(Annotated coordinate records)

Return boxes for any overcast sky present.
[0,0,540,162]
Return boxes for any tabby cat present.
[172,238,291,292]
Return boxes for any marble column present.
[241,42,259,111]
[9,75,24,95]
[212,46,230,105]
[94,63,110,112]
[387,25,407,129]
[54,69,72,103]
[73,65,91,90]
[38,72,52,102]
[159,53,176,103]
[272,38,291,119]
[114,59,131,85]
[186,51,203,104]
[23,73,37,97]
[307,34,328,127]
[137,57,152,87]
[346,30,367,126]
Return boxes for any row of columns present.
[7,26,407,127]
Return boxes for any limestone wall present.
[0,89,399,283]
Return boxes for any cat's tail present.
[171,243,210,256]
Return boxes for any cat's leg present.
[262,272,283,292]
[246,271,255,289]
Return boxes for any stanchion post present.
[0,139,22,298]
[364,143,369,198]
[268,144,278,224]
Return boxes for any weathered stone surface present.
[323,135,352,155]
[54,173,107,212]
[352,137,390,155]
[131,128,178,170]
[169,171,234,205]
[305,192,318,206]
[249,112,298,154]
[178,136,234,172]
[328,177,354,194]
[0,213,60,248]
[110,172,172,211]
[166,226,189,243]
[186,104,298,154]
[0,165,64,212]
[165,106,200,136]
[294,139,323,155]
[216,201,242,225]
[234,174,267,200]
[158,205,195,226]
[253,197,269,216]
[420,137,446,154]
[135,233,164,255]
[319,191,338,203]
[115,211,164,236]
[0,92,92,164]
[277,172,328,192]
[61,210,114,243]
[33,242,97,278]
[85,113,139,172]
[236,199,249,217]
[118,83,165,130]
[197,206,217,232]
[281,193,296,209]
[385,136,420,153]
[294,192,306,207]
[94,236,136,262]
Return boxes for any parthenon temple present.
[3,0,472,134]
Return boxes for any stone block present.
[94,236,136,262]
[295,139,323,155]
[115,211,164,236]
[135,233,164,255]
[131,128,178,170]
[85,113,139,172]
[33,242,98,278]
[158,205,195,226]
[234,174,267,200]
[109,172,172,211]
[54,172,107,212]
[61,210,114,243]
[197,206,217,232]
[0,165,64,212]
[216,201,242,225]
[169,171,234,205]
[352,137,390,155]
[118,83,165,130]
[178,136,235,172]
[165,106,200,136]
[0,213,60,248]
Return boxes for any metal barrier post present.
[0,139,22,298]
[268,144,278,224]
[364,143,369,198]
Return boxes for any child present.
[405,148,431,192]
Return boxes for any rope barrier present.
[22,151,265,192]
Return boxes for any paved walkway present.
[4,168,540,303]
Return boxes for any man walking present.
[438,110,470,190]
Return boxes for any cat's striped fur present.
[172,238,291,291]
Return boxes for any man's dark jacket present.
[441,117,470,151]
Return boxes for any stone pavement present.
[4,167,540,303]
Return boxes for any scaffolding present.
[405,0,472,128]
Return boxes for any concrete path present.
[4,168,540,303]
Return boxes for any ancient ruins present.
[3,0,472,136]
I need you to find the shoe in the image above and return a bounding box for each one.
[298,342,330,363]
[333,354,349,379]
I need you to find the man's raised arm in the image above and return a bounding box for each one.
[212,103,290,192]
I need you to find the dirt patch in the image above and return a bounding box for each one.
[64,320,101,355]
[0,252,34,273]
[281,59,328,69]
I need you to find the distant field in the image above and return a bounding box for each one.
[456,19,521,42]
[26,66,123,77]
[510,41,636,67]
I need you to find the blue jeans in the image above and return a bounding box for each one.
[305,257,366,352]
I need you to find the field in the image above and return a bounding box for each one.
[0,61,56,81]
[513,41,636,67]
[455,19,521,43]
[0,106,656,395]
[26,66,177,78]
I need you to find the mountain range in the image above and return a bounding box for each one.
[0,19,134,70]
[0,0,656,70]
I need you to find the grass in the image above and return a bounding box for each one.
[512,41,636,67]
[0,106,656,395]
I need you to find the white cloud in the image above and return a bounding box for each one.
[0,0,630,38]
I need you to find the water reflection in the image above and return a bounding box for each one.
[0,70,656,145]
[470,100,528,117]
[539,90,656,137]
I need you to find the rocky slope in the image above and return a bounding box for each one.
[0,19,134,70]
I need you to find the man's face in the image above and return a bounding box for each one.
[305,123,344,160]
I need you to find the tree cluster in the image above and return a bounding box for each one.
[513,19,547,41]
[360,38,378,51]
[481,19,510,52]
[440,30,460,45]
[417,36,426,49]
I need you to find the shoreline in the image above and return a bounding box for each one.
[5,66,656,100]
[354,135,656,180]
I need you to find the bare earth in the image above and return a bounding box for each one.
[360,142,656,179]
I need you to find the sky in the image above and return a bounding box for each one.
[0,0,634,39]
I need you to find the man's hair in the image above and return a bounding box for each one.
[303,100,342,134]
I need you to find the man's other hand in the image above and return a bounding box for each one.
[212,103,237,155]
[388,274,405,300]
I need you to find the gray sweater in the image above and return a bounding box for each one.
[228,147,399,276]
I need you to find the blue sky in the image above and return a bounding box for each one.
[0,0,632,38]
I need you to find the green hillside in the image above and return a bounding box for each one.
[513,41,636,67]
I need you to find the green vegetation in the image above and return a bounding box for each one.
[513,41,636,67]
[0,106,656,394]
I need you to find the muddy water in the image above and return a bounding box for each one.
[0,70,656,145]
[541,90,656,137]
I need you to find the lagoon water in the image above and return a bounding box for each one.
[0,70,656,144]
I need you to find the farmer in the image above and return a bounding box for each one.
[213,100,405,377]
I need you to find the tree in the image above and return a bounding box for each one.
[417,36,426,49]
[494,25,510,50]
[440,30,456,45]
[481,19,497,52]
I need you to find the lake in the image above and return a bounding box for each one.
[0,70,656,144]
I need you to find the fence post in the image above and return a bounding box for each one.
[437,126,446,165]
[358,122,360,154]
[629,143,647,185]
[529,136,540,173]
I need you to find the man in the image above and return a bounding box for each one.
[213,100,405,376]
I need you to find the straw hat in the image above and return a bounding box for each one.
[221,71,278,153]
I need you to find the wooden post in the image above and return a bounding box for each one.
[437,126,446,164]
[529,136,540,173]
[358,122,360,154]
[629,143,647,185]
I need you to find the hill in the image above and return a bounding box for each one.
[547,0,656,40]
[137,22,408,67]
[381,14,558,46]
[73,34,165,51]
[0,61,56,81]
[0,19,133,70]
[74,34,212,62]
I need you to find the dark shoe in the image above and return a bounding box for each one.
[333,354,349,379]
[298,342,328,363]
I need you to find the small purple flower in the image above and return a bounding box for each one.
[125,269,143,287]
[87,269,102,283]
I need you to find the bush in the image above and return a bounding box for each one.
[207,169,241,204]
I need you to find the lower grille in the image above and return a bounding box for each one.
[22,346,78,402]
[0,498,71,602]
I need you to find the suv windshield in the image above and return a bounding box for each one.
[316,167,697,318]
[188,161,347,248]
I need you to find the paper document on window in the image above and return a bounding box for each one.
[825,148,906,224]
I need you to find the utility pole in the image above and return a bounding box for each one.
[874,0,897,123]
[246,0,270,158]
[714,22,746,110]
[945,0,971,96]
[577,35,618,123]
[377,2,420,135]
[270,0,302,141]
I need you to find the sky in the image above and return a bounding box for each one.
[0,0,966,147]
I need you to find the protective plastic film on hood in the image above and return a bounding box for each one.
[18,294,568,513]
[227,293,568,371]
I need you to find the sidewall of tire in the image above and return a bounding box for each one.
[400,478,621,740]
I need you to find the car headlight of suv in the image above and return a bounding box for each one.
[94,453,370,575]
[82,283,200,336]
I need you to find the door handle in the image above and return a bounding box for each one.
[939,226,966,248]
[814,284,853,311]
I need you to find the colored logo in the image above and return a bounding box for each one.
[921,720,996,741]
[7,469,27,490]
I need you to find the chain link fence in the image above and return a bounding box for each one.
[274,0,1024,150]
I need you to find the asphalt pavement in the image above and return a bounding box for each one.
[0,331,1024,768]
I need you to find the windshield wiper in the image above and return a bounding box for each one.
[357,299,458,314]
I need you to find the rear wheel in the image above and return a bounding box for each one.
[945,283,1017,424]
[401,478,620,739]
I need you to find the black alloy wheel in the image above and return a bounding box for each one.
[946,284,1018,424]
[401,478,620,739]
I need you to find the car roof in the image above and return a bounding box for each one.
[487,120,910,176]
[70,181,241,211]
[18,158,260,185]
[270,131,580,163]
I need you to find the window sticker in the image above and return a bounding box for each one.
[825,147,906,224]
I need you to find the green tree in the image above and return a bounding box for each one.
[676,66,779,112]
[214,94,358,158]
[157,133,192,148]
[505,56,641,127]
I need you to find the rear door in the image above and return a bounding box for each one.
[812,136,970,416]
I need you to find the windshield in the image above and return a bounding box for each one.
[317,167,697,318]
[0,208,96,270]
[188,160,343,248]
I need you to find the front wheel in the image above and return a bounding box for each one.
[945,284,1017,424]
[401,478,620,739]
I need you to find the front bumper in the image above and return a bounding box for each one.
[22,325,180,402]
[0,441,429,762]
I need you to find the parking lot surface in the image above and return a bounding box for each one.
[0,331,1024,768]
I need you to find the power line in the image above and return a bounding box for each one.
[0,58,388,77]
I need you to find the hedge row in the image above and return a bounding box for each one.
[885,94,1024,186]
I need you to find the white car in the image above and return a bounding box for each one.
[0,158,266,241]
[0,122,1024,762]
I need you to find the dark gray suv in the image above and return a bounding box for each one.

-- Given problem --
Arrange the lines between the one containing "I need you to find the wooden" and the one containing "[7,469,27,490]", inclusive, as a Markdown table with the columns Row and Line, leaving out any blank lines.

-- Solution below --
| Row | Line |
|---|---|
| 1 | I need you to find the wooden post in the image above and return a bounding box for each one. |
| 2 | [437,126,446,164] |
| 3 | [529,136,540,173] |
| 4 | [358,122,360,154] |
| 5 | [629,143,647,185] |
| 6 | I need you to find the hill in the image above and return a bounding box for each one. |
| 7 | [547,0,656,40] |
| 8 | [137,22,408,67] |
| 9 | [381,14,558,46] |
| 10 | [73,34,165,51] |
| 11 | [0,61,56,81] |
| 12 | [0,19,133,70] |
| 13 | [74,34,212,62] |
| 14 | I need you to find the dark shoe in the image above and return a bounding box for each one. |
| 15 | [333,354,349,379] |
| 16 | [298,342,328,363] |
| 17 | I need you to find the small purple flower in the image above and return a bounding box for each one. |
| 18 | [125,269,143,287] |
| 19 | [87,269,102,283] |
| 20 | I need you to find the bush in the image above and return a bounding box for each one. |
| 21 | [207,169,241,204] |
| 22 | I need you to find the lower grille in the image above and return a bounding box for each one. |
| 23 | [22,346,78,402] |
| 24 | [0,498,71,602] |
| 25 | I need you to find the suv windshield in the image above and return a bounding box for each one. |
| 26 | [316,167,697,318] |
| 27 | [188,161,347,248] |
| 28 | I need you to find the paper document on window in the image above and return a bounding box for each one. |
| 29 | [825,148,906,224] |
| 30 | I need you to find the utility pole in the image above and return a bounding box for each one. |
| 31 | [874,0,897,123] |
| 32 | [246,0,270,158] |
| 33 | [714,22,746,110] |
| 34 | [945,0,971,96] |
| 35 | [577,35,618,123] |
| 36 | [377,2,420,135] |
| 37 | [270,0,302,141] |
| 38 | I need you to find the sky in the image above and return a bounding box for each one. |
| 39 | [0,0,966,147] |
| 40 | I need you to find the protective plastic film on hood in the image above and return a bounding box for each one. |
| 41 | [18,294,568,513] |
| 42 | [227,293,568,371] |
| 43 | I need you to find the sidewall of tire in the image above and return a bounding box for each one. |
| 44 | [400,478,621,740] |
| 45 | I need you to find the car headlight of suv in the image above and return a bounding box for each one. |
| 46 | [94,453,370,575] |
| 47 | [82,283,200,336] |
| 48 | I need you to find the door handle in the image above and return a bounding box for each one. |
| 49 | [939,226,966,248] |
| 50 | [814,284,853,311] |
| 51 | I need you to find the colored logo in the image above and return a bounding box for each one. |
| 52 | [921,720,996,741] |
| 53 | [7,469,27,490] |